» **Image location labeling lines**
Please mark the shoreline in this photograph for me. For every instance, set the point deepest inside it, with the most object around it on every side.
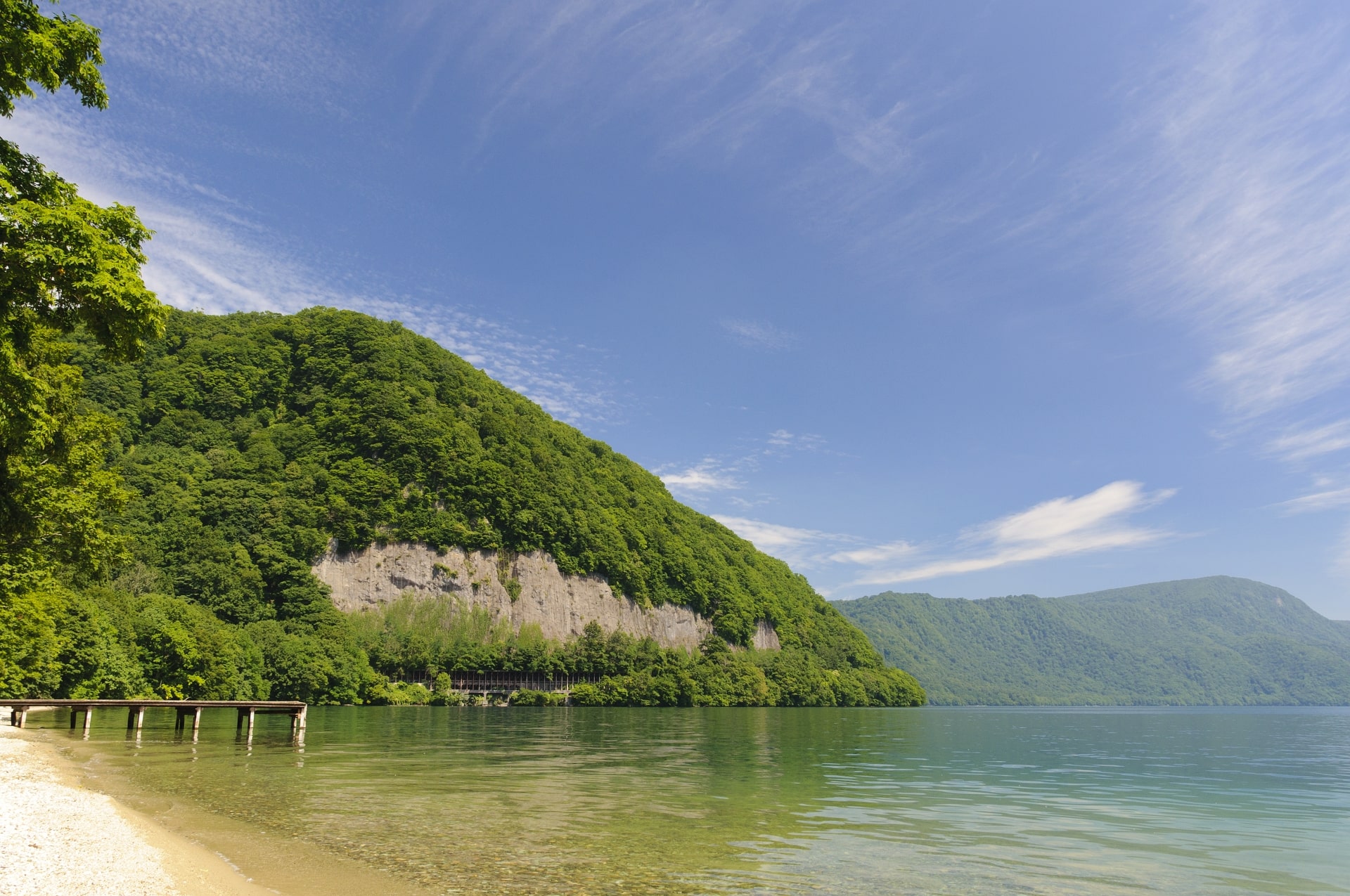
(61, 837)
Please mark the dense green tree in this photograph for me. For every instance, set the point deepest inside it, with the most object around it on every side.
(64, 262)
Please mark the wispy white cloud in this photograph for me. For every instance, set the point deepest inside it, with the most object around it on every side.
(210, 253)
(788, 543)
(259, 48)
(1306, 443)
(729, 473)
(705, 476)
(820, 112)
(1056, 528)
(1328, 500)
(759, 335)
(1241, 202)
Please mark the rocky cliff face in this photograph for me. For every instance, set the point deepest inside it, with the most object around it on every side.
(562, 605)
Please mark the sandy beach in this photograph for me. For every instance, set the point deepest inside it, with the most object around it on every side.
(57, 837)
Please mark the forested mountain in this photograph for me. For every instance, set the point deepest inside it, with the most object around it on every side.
(1198, 642)
(249, 441)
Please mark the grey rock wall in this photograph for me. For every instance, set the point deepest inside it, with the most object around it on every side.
(562, 605)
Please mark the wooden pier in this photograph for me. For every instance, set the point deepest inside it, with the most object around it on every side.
(248, 710)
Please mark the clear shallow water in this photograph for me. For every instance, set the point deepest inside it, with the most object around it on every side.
(934, 800)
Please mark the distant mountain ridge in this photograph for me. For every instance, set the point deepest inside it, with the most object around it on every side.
(1216, 640)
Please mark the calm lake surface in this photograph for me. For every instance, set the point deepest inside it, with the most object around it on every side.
(591, 800)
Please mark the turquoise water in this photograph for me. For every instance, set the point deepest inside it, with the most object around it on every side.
(761, 800)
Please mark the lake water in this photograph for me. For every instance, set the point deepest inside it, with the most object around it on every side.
(760, 800)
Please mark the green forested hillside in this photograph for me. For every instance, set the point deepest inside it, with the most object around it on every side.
(1199, 642)
(250, 440)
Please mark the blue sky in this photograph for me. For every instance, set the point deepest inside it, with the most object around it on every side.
(964, 299)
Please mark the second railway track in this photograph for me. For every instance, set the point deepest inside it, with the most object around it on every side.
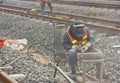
(71, 18)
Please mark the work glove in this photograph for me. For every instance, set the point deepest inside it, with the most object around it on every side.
(84, 48)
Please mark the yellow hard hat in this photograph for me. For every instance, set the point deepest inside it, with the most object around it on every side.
(33, 10)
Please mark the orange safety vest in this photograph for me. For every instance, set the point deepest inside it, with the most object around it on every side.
(75, 42)
(45, 1)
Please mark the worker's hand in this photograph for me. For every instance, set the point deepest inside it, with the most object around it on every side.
(76, 47)
(84, 48)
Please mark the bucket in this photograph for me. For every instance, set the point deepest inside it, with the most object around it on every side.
(2, 42)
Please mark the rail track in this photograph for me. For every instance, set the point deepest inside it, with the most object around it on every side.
(70, 19)
(90, 4)
(26, 12)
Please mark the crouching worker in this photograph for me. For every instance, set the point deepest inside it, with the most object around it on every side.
(43, 3)
(77, 39)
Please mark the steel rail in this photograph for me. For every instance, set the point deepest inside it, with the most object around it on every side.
(113, 30)
(71, 16)
(90, 4)
(4, 78)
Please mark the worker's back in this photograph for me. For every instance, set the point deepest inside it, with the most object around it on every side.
(45, 0)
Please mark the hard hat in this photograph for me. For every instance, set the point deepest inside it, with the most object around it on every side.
(33, 10)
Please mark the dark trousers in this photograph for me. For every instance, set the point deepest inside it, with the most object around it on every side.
(43, 8)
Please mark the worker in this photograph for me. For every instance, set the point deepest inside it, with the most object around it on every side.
(77, 39)
(43, 3)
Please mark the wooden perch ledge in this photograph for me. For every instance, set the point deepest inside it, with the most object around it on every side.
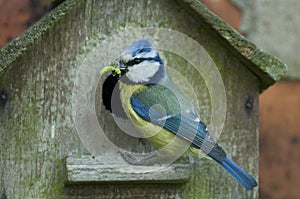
(86, 169)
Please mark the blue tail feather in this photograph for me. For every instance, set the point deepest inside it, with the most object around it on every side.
(239, 174)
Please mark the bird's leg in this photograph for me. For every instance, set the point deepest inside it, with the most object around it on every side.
(149, 159)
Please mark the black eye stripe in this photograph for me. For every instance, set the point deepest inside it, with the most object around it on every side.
(135, 61)
(140, 59)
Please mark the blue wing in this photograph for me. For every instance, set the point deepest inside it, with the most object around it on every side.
(195, 132)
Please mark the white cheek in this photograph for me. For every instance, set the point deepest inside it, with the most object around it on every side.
(142, 72)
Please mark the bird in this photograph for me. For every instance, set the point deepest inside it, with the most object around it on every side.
(153, 102)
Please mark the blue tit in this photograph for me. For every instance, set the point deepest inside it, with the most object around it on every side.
(154, 104)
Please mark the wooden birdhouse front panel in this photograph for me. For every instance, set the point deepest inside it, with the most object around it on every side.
(52, 114)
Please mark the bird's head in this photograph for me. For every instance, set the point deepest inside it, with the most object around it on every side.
(140, 63)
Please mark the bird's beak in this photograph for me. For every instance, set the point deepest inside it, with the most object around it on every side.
(116, 68)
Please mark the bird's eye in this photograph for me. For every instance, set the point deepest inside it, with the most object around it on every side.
(135, 61)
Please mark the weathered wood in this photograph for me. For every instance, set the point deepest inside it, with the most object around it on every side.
(37, 75)
(86, 169)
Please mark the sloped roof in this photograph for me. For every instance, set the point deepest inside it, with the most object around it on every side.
(266, 67)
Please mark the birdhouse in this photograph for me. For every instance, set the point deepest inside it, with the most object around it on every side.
(57, 140)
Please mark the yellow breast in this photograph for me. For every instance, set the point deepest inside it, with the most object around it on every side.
(160, 138)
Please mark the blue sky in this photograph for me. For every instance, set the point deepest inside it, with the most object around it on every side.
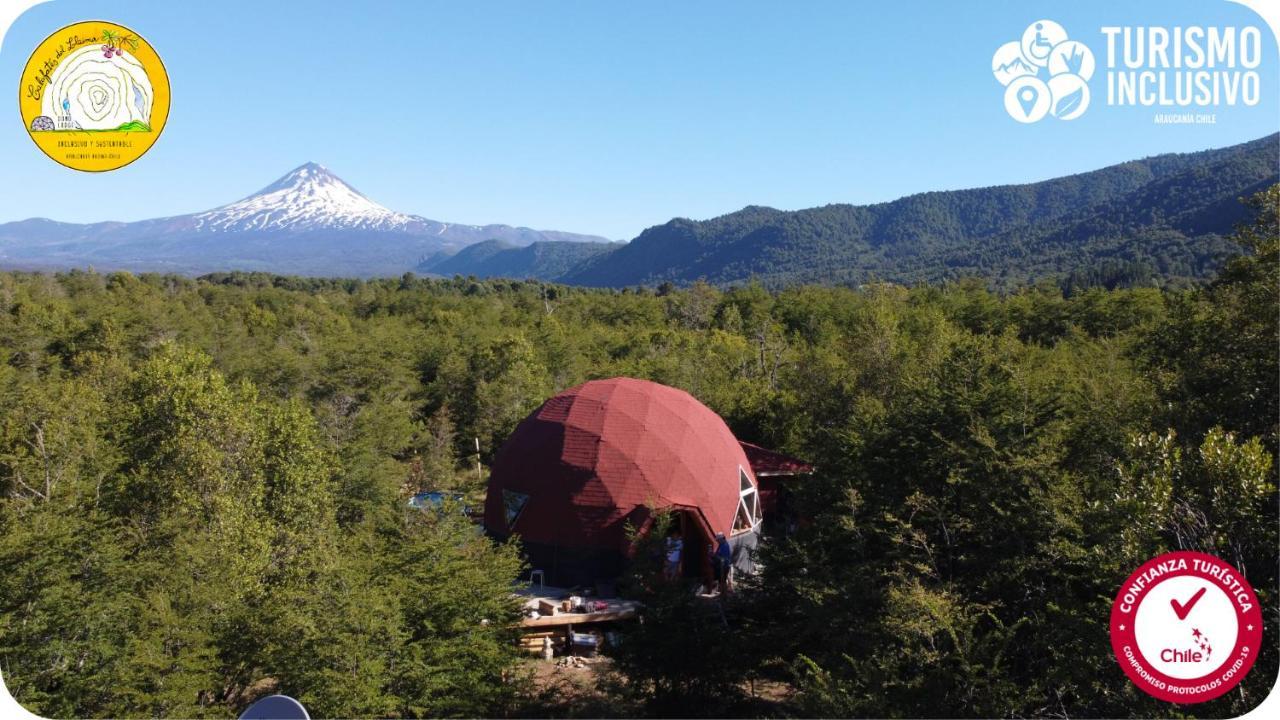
(599, 117)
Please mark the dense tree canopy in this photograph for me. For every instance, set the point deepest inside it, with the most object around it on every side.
(204, 486)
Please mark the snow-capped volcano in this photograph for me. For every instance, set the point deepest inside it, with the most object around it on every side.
(309, 222)
(307, 197)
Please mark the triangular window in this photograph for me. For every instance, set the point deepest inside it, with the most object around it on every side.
(748, 504)
(512, 504)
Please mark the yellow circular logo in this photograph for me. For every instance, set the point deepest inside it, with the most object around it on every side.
(94, 96)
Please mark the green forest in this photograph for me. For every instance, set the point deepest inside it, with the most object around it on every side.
(205, 487)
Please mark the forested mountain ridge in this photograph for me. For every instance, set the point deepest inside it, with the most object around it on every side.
(205, 482)
(1161, 215)
(494, 258)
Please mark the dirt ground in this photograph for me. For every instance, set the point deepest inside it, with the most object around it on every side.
(583, 689)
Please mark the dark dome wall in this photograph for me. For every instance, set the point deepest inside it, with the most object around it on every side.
(597, 454)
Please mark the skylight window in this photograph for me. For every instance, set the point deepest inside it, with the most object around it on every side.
(512, 504)
(748, 504)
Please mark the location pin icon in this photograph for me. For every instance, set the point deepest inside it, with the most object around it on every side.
(1027, 98)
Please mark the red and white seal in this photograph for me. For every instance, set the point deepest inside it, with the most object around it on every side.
(1185, 627)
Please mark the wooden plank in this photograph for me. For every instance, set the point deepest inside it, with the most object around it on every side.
(575, 618)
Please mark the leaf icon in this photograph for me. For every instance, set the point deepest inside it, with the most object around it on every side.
(1069, 103)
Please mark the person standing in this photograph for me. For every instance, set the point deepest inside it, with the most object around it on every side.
(675, 548)
(722, 563)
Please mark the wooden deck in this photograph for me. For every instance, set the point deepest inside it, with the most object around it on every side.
(617, 609)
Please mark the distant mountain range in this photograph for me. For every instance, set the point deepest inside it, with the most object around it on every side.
(494, 258)
(309, 222)
(1159, 219)
(1156, 219)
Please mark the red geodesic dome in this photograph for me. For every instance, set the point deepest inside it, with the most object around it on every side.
(599, 454)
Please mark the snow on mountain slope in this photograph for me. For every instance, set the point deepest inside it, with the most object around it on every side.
(309, 197)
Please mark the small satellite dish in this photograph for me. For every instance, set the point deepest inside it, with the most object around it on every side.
(275, 707)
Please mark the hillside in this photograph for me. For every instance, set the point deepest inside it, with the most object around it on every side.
(1161, 217)
(494, 258)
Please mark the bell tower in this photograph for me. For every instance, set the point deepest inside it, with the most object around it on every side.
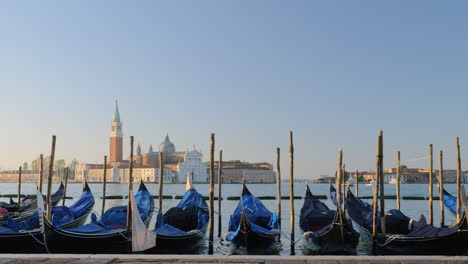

» **What you should do**
Duplicate verbatim the lines from the one containing "Please mark the yellow circular" through the one containing "(1185, 627)", including both of those lines.

» **Output below**
Please mark the yellow circular logo in this photograph for me. For every instance, set the point deepest inside it, with the most object around it on every side.
(94, 96)
Please mark the green forest in this photograph for me. For every instance, set the point deepest inside it, with the most object around it on every side.
(205, 487)
Please mark the forested mountain ridge in this photograph for me. For every instance, set the point deepest inside it, with the most object around it on every side.
(205, 482)
(1161, 215)
(494, 258)
Please mark the dirt ground in this photograph for me. For every instance, set the point deepest inside it, with the most object around it on every side.
(583, 689)
Please mark the dark dome wall in this photograph for me. For every instance, set the point deepest inside it, with the most object around it on every side.
(597, 454)
Please mark the skylight window in this photograph for me. For every instance, set the point deepest inside it, with the most object around it on every side.
(512, 504)
(748, 504)
Please mark the location pin icon in this photograph for me. For every instance, set the point deepest inside it, with the most object around it on every side.
(1027, 98)
Please mark the red and white seal in this photograph for me. For every instance, set the point deepest inside it, with the most object around it on every side.
(1185, 627)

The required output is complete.